# [Yapılacak İşler]
1. Transatlantik Eğilimler haberine göre Marshall Fonu'nun başkanı kimdir?
2. Transatlantik Eğilimler haberinde hangi yüzde oranları geçiyor? Hepsini metindeki sırayla yazın.
3. Transatlantik Eğilimler haberini, son cümlesinden sonra kaldığı yerden bir paragrafla sürdürün.

Amerikalılar, Asya'yı Avrupa'dan daha önemli buluyor
Marshall Fonu tarafından bu yıl onuncu kez gerçekleştirilen Transatlantik Eğilimler 2011 Araştırması, Amerikalıların çoğunluğunun ABD'nin ulusal çıkarlarının Avrupa'dan ziyade Asya'da olduğuna inanmaları nedeniyle, ABD'nin odak noktasının artık Avrup
14 Yıl Önce Güncellendi
2011-09-14 12:59:27
Bu sonuçlar, Amerikalıların yaşamsal çıkarları açısından Avrupa ülkelerini yüzde 54, Asya ülkeleri yüzde 29 daha gerekli gördükleri 2004 yılındaki verilerle kıyaslandığında ABD'nin tutumunda dikkate değer bir dönüş sergiliyor. Öte yandan, AB ülkeleri, kendileri için ABD'nin (yüzde 52) Asya ülkelerine kıyasla (yüzde 37) daha önemli olduğunu düşünüyor.
Araştırmayı değerlendiren Marshall Fonu Başkanı Craig Kennedy, "Transatlantik Eğilimler, Atlantik'in iki yakasındaki ilişkilerde büyük bir değişiklik potansiyeline işaret etmektedir. ABD'nin içgüdüsel olarak batıya bakıp Uzak Doğu'yu gördüğü bir anı yakalamış olabiliriz. Bu noktada Atlantik'in iki yakasındaki yöneticilerin ayağa kalkması ve liderlik etmesi gerekir" dedi.
Compagnia di San Paolo'nun Başkanı Angelo Benessia ise "Atlantik'in her iki yakası da, ABD ve AB'nin temel ortak değerlere sahip olduğunun farkındadır. Siyasi ve kültürel anlamda 'Özgür Dünya' kavramı halen var olmaktadır. Fakat bu kavram, ekonomik önceliklerini kaybetmiştir. Özgür ve adil topluluklarda ekonomik gelişmeyi yeniden tanımlayıp hızlandırmak, transatlantik liderlerin birlikte çalışmaya başlaması gereken ortak bir öncelik olmalıdır" değerlendirmesinde bulundu.

# [Kayıt Listesi]
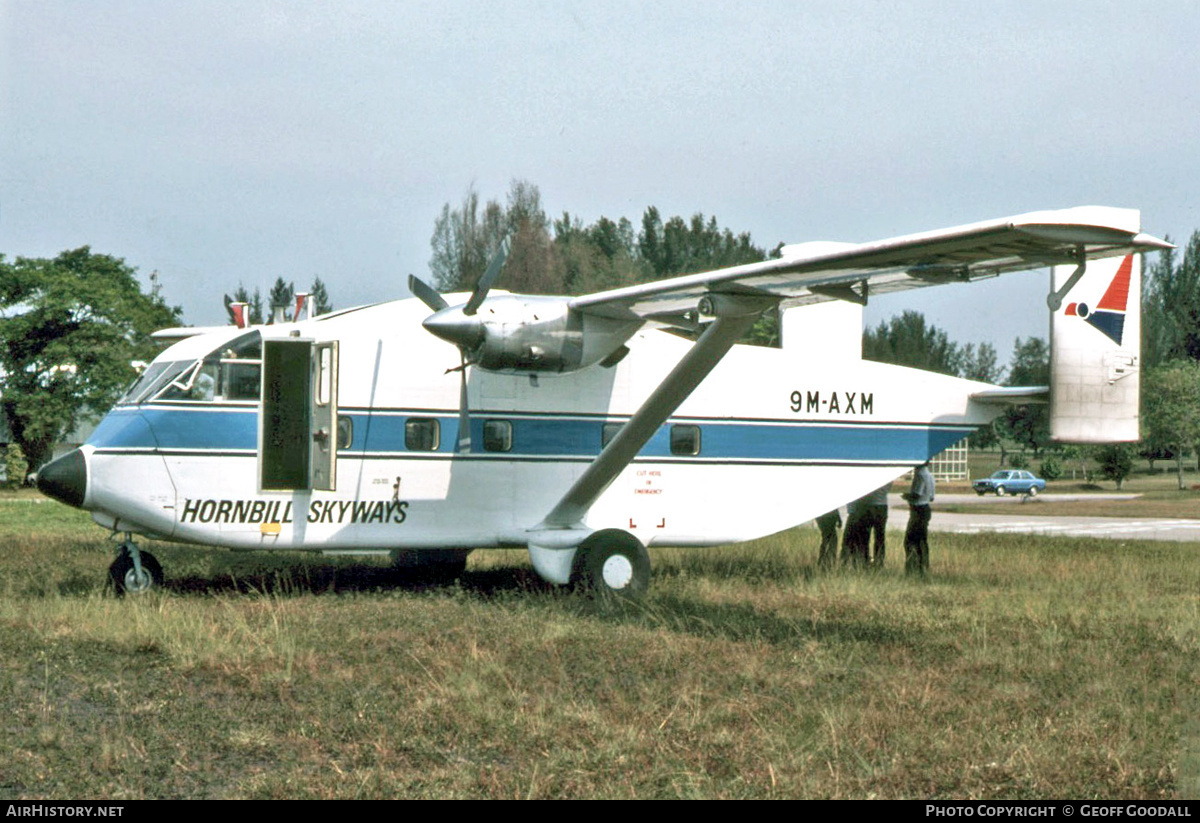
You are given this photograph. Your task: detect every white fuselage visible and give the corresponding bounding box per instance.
[84,300,997,551]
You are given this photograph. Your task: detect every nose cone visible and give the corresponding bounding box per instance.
[37,449,88,509]
[421,306,484,349]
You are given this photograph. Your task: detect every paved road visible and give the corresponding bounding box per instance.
[888,494,1200,542]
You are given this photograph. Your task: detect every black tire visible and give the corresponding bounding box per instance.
[108,551,162,597]
[571,529,650,600]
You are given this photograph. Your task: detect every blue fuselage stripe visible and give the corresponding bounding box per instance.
[88,406,973,462]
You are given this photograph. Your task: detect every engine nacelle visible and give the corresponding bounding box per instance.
[424,294,642,373]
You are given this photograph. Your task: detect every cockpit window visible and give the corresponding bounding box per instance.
[121,331,263,404]
[118,360,194,406]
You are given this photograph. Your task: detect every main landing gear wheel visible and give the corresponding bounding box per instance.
[571,529,650,600]
[108,546,162,597]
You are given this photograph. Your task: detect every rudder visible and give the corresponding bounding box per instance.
[1050,254,1141,443]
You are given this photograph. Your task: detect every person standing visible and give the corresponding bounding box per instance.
[904,461,935,576]
[841,498,871,569]
[816,509,841,570]
[862,482,892,569]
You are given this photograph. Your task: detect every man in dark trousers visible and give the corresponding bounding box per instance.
[904,461,935,576]
[817,509,841,570]
[841,482,892,569]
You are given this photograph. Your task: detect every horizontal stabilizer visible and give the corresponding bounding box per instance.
[971,386,1050,406]
[150,325,234,346]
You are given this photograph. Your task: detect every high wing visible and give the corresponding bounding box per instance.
[570,206,1171,324]
[529,206,1171,544]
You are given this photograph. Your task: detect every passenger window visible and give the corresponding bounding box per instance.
[404,417,440,451]
[671,425,700,457]
[600,423,625,449]
[337,414,354,449]
[484,420,512,451]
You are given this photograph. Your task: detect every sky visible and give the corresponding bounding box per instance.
[0,0,1200,359]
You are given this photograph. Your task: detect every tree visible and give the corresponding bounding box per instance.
[0,246,180,467]
[863,310,961,377]
[430,186,508,292]
[1094,443,1136,492]
[266,277,296,323]
[1002,337,1050,455]
[1141,232,1200,368]
[4,443,29,488]
[1141,360,1200,489]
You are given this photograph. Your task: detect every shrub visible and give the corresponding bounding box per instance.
[1038,455,1062,480]
[4,443,29,488]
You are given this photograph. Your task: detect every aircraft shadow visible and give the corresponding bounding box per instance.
[163,564,556,597]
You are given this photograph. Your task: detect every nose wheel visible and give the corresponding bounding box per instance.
[108,535,162,597]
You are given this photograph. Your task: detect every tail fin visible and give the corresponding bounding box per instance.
[1050,254,1141,443]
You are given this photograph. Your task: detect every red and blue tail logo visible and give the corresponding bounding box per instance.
[1066,254,1133,346]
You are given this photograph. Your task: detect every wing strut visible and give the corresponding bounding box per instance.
[533,295,778,531]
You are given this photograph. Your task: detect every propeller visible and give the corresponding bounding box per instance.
[408,238,509,451]
[462,238,509,317]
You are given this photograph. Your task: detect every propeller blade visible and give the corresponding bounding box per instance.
[462,238,509,317]
[408,275,450,312]
[455,349,470,452]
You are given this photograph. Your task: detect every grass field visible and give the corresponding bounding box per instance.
[0,498,1200,799]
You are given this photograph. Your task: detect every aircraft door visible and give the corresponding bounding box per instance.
[310,341,337,492]
[258,338,337,492]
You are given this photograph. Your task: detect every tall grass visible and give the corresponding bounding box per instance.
[0,503,1200,799]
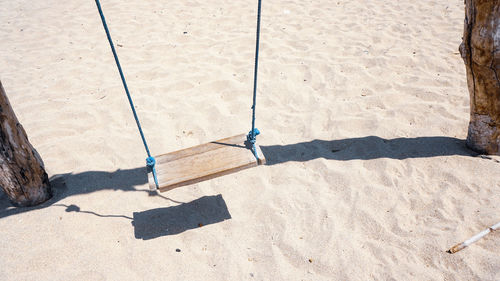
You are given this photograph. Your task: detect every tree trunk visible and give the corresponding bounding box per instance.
[0,82,52,206]
[460,0,500,155]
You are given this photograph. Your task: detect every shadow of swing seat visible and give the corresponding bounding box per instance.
[148,134,266,192]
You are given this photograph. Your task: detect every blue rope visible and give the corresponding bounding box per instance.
[247,0,262,160]
[95,0,158,188]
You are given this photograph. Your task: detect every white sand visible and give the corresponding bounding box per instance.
[0,0,500,280]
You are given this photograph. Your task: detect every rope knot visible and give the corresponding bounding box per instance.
[146,156,156,168]
[247,128,260,144]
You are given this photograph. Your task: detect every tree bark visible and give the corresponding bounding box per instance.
[460,0,500,155]
[0,82,52,206]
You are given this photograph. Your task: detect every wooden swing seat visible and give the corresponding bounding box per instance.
[148,134,266,192]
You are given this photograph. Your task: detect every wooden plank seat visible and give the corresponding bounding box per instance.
[148,134,266,192]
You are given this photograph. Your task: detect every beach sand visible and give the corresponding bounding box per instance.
[0,0,500,280]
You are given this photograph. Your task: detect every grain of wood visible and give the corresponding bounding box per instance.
[149,134,265,192]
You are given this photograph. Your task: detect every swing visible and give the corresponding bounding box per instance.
[95,0,266,192]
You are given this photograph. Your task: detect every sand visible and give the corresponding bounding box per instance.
[0,0,500,280]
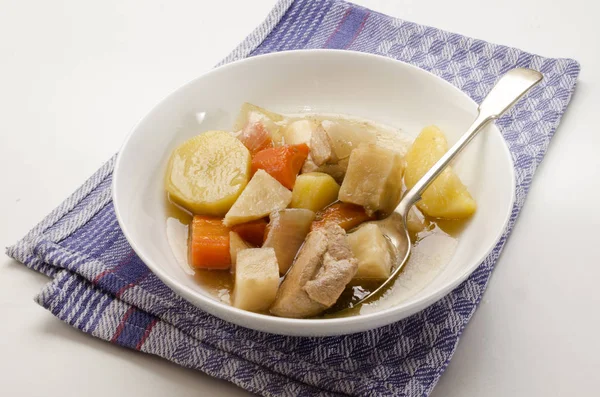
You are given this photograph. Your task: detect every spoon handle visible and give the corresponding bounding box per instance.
[396,68,542,215]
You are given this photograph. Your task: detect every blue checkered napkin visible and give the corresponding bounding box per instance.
[8,0,579,396]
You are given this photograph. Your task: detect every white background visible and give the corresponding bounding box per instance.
[0,0,600,397]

# [Görev Bazında Yanıtlar]
1. Craig Kennedy.

2. Yüzde 54, yüzde 29, yüzde 52, yüzde 37.

3.
Transatlantik Eğilimler 2011 araştırması, TNS Opinion tarafından 25 Mayıs ile 17 Haziran 2011 tarihleri arasında ABD ve Türkiye ile Almanya, Birleşik Krallık, Bulgaristan, Fransa, İspanya, İsveç, İtalya, Hollanda, Polonya, Portekiz, Romanya ve Slovakya olmak üzere on iki Avrupa Birliği ülkesinde gerçekleştirilmiş. Araştırma, merkezi ABD'de olan Marshall Fonu ve İtalya Turin'de bulunan Compagnia di San Paolo tarafından hazırlanırken, Luso-Americana Vakfı, BBVA Vakfı, Communitas Vakfı ve İsveç Dışişleri Bakanlığı da destek vermiş.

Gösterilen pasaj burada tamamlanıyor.